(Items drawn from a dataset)
----

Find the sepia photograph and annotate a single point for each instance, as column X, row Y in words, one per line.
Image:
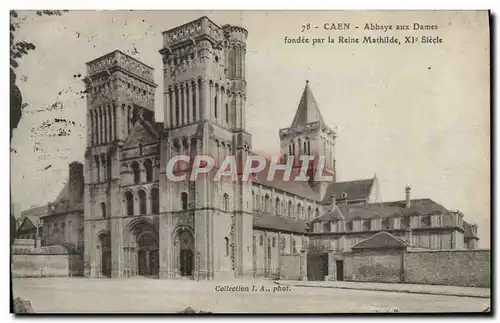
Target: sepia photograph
column 250, row 161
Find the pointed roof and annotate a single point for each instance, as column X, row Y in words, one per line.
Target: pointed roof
column 308, row 110
column 381, row 240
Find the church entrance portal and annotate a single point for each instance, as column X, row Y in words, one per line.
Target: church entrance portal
column 186, row 253
column 142, row 256
column 105, row 255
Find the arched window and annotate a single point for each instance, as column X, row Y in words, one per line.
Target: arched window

----

> Aim
Render every line of the data above as a JSON list of strings, with one string per line and blank lines omitted. Leave the pictures out of the result.

> Exercise output
[
  "Find the sepia photograph and annotate a single point for each instance, as column X, row Y in words, one per line.",
  "Image:",
  "Target: sepia photograph",
  "column 250, row 161",
  "Find the pointed roof and annotate a single point for each instance, as column X, row Y in words, one per line.",
  "Target: pointed roof",
  "column 308, row 110",
  "column 381, row 240",
  "Find the church entrance portal and annotate a single point for each instance, as column X, row Y in words, one per line.",
  "Target: church entrance portal",
  "column 186, row 253",
  "column 142, row 256",
  "column 105, row 255",
  "Find the arched window and annotate a single point for each instance, as column X, row Y in words, one per line.",
  "Target: arched window"
]